>>

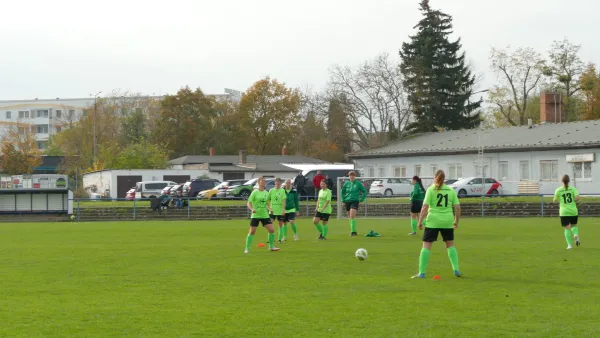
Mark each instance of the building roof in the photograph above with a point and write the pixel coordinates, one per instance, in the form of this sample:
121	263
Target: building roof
235	159
549	136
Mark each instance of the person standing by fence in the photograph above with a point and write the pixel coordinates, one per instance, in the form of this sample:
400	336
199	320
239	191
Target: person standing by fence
568	196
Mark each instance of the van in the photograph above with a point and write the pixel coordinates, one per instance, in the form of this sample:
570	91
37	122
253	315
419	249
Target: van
309	189
150	189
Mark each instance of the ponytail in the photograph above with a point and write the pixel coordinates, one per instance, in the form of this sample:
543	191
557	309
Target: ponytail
566	181
439	179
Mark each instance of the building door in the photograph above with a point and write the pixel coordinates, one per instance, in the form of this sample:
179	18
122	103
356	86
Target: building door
177	178
233	176
124	183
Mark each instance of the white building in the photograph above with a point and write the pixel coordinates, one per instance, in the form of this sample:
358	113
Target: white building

<<

▶ **Problem requirements**
Change "white building" to "brick building" in the part that opens with the line containing "Mark each instance of the white" and closes with the last of the lines. Give back only that part, with nothing else altered.

▶ **Expected answer**
Mark each instance of the brick building in the photograph above with a point and write the pixel coordinates, one per instance, in the form of this sample:
358	113
Target: brick building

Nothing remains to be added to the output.